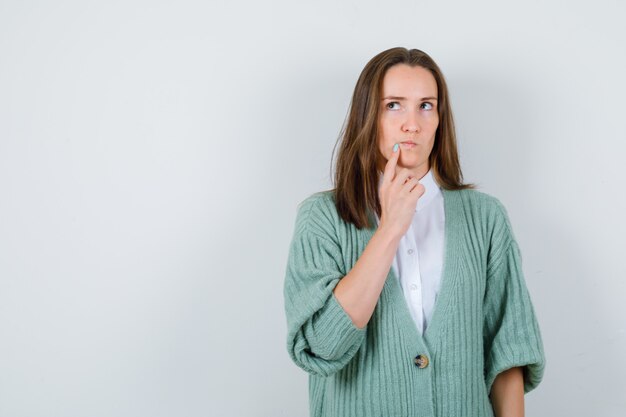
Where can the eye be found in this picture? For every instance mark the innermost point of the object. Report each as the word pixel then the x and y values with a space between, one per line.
pixel 392 105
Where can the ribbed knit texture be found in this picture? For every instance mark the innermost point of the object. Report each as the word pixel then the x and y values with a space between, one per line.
pixel 483 322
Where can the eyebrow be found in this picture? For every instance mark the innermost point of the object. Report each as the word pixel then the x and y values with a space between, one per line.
pixel 404 98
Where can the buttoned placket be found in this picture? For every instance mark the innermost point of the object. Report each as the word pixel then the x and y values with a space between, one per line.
pixel 410 278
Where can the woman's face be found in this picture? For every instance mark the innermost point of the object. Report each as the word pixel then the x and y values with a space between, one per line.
pixel 408 116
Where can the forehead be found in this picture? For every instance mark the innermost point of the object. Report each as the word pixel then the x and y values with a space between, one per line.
pixel 406 81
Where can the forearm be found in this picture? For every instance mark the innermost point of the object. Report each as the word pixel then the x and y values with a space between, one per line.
pixel 359 290
pixel 507 393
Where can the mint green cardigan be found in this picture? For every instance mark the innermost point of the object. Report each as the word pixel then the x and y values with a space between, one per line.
pixel 483 322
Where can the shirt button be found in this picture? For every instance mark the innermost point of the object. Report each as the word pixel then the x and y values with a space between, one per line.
pixel 421 361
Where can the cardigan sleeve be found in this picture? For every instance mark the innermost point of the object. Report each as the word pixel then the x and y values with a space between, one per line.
pixel 511 332
pixel 321 337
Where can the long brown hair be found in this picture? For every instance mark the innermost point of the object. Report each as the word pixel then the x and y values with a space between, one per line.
pixel 359 158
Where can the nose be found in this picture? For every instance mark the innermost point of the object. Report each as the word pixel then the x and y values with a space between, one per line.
pixel 411 123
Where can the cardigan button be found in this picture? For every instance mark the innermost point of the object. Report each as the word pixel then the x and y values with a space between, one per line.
pixel 421 361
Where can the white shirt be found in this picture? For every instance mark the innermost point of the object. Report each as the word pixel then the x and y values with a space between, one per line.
pixel 418 263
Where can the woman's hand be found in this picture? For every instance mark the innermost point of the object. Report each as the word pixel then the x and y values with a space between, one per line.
pixel 398 196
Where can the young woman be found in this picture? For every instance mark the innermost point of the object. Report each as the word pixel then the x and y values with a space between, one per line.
pixel 404 290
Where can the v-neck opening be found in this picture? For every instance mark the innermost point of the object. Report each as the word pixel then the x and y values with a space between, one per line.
pixel 431 333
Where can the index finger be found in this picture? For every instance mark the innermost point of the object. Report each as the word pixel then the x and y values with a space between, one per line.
pixel 390 166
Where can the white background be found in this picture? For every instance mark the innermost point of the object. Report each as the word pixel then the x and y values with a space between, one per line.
pixel 152 155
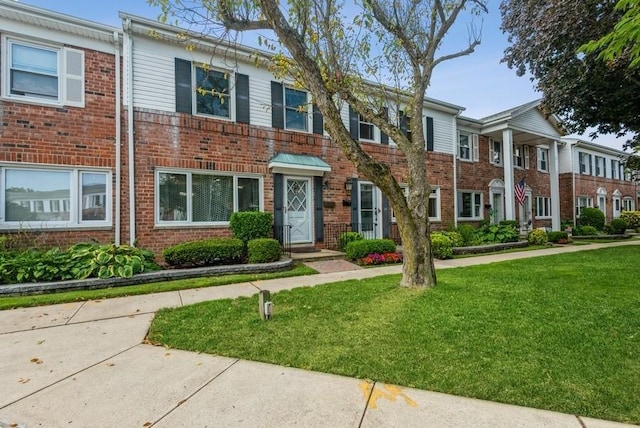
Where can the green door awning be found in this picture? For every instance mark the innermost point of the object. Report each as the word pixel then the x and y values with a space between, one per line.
pixel 288 162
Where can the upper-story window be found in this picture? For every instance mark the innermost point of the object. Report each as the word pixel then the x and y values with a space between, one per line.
pixel 543 159
pixel 584 159
pixel 521 156
pixel 467 146
pixel 42 74
pixel 295 106
pixel 213 95
pixel 495 152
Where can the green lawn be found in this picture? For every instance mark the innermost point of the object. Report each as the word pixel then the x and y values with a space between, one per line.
pixel 155 287
pixel 559 332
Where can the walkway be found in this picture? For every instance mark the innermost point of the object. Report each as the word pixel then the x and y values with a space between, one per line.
pixel 86 364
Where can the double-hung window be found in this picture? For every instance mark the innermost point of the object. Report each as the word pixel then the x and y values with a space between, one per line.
pixel 543 207
pixel 213 92
pixel 543 159
pixel 190 197
pixel 295 109
pixel 469 205
pixel 54 197
pixel 42 73
pixel 495 152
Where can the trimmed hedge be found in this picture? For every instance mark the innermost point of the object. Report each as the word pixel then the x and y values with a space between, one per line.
pixel 264 250
pixel 591 217
pixel 248 225
pixel 208 252
pixel 441 246
pixel 358 249
pixel 347 237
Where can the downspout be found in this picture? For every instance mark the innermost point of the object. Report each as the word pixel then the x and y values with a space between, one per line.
pixel 131 160
pixel 116 41
pixel 455 173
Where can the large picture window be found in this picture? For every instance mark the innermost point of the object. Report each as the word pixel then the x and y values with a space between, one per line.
pixel 42 198
pixel 197 198
pixel 213 92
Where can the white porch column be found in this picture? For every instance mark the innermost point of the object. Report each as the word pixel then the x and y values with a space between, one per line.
pixel 554 181
pixel 509 197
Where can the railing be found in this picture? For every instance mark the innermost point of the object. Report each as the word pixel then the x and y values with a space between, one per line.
pixel 282 233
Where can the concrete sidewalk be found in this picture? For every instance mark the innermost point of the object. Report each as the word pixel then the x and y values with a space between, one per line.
pixel 85 365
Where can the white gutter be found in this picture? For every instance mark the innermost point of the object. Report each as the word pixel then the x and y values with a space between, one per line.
pixel 131 160
pixel 116 40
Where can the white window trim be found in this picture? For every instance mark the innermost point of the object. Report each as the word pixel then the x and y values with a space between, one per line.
pixel 75 199
pixel 232 92
pixel 308 111
pixel 189 173
pixel 63 73
pixel 473 218
pixel 547 207
pixel 540 151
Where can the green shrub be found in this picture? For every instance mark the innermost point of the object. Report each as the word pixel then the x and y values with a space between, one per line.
pixel 498 234
pixel 592 217
pixel 358 249
pixel 456 238
pixel 588 231
pixel 77 262
pixel 208 252
pixel 514 223
pixel 264 250
pixel 248 225
pixel 618 226
pixel 441 246
pixel 537 237
pixel 468 234
pixel 556 236
pixel 632 218
pixel 347 237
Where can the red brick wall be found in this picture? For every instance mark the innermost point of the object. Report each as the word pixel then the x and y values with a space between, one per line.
pixel 184 141
pixel 67 136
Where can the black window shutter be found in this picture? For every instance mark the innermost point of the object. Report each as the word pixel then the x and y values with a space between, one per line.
pixel 354 124
pixel 318 122
pixel 355 205
pixel 242 98
pixel 384 138
pixel 403 122
pixel 386 217
pixel 318 209
pixel 278 206
pixel 183 86
pixel 277 105
pixel 429 134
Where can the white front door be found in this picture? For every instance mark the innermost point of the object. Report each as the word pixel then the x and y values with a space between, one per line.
pixel 297 209
pixel 370 211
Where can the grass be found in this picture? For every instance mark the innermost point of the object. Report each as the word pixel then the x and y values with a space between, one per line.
pixel 154 287
pixel 559 332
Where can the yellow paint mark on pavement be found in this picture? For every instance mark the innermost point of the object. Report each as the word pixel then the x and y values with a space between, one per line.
pixel 388 392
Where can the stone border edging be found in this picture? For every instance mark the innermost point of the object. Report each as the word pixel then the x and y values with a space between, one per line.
pixel 143 278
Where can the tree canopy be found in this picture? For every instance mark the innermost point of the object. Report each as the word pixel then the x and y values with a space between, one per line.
pixel 582 89
pixel 334 50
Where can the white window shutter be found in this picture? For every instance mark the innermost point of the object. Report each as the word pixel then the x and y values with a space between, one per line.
pixel 474 147
pixel 73 77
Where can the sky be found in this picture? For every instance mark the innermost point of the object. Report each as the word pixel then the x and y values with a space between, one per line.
pixel 479 82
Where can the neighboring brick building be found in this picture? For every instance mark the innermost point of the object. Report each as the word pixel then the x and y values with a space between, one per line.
pixel 69 146
pixel 59 128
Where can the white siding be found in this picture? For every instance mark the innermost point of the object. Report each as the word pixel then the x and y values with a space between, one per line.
pixel 534 121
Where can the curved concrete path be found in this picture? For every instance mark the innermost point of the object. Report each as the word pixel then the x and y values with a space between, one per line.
pixel 86 365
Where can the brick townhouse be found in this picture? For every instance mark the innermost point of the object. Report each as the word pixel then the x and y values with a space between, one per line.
pixel 258 144
pixel 60 125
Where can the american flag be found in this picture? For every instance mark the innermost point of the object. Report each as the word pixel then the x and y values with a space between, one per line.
pixel 520 195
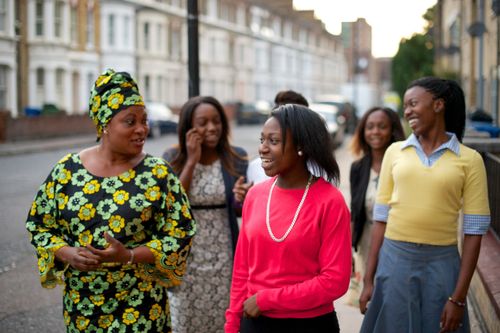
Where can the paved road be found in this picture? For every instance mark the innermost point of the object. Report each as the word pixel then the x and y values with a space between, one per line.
pixel 24 305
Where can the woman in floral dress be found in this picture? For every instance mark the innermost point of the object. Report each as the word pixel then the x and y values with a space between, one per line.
pixel 111 223
pixel 211 172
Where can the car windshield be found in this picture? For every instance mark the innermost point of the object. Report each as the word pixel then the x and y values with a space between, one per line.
pixel 329 116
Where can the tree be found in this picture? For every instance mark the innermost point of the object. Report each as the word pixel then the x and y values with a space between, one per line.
pixel 415 57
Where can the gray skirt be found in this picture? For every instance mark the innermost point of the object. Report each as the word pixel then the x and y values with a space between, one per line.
pixel 412 285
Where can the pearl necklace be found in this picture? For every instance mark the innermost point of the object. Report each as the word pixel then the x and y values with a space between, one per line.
pixel 274 238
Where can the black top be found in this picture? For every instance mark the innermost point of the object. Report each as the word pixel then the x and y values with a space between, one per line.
pixel 359 178
pixel 234 208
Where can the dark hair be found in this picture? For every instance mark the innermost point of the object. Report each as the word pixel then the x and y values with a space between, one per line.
pixel 310 135
pixel 224 149
pixel 289 97
pixel 454 101
pixel 359 144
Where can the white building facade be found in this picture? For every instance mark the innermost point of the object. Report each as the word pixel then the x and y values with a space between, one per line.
pixel 248 51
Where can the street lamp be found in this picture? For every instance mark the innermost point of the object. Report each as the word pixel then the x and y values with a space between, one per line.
pixel 477 29
pixel 193 53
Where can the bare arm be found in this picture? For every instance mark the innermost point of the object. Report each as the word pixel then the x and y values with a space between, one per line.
pixel 377 238
pixel 452 314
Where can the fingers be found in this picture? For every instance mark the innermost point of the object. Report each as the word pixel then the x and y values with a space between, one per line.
pixel 240 181
pixel 110 239
pixel 84 260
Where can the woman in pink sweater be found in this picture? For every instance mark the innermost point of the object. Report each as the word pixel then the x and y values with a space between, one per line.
pixel 293 257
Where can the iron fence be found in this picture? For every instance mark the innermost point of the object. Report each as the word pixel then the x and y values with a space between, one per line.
pixel 492 164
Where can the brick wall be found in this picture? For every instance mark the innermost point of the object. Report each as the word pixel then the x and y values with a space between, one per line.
pixel 41 127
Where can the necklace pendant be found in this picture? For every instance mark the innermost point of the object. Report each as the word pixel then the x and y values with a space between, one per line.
pixel 268 224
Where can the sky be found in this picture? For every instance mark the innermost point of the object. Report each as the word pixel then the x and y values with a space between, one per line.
pixel 390 20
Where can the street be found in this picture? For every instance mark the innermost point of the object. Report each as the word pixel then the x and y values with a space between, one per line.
pixel 24 305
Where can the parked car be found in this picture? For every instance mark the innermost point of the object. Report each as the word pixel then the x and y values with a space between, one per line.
pixel 334 121
pixel 346 109
pixel 253 113
pixel 161 119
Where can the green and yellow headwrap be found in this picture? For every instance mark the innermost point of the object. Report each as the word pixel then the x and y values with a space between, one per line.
pixel 111 93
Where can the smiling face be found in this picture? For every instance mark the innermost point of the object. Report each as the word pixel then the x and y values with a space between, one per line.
pixel 422 111
pixel 127 131
pixel 207 121
pixel 275 159
pixel 378 130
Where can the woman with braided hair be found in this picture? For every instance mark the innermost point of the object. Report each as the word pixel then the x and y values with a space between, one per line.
pixel 415 279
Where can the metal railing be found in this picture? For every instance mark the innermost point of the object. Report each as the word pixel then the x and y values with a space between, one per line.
pixel 492 164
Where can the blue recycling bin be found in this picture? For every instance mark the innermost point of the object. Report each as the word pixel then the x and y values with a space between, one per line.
pixel 32 111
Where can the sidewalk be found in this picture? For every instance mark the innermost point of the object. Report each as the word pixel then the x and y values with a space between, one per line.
pixel 349 316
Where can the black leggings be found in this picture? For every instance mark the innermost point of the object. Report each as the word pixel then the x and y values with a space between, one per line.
pixel 327 323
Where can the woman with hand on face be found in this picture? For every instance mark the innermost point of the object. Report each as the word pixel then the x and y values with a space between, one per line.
pixel 112 223
pixel 211 171
pixel 415 279
pixel 378 128
pixel 293 257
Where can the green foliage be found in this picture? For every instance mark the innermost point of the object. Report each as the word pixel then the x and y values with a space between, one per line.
pixel 415 59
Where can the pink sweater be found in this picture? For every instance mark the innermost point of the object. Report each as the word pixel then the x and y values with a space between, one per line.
pixel 301 276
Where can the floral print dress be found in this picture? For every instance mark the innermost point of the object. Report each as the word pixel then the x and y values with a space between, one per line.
pixel 144 206
pixel 199 304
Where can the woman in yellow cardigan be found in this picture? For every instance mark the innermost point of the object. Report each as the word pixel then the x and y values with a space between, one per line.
pixel 415 279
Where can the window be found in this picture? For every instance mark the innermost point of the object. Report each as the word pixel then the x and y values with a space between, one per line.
pixel 146 36
pixel 40 77
pixel 111 30
pixel 3 87
pixel 126 39
pixel 90 80
pixel 3 15
pixel 175 44
pixel 74 24
pixel 90 28
pixel 40 86
pixel 160 89
pixel 159 37
pixel 58 18
pixel 39 18
pixel 60 85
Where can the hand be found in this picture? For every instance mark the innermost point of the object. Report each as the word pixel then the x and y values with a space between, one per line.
● ● ● ●
-- Directions for this task --
Your task is to transcribe exactly the lines from the one with "Where can the woman in yellow" through the end of the data, both included, and nothing besides.

-- Written answer --
Where can the woman in yellow cardigan be found in this picture? For every instance mark the innermost point of the object. Report each as the word pixel then the x and y values with a space between, one per line.
pixel 415 279
Where can the window be found in this picture? For every instance mark the innermost point of the object. Report each as the word pixel then the x and y values with a space between, one per line.
pixel 146 36
pixel 40 77
pixel 111 30
pixel 3 87
pixel 126 39
pixel 90 80
pixel 3 15
pixel 175 44
pixel 74 24
pixel 90 28
pixel 40 86
pixel 160 89
pixel 159 37
pixel 58 18
pixel 39 18
pixel 60 85
Where can the hand be found in this picture? For every instance mark the innermost point of the object. Report each as the word pixel then the x and y values with a space between, one per line.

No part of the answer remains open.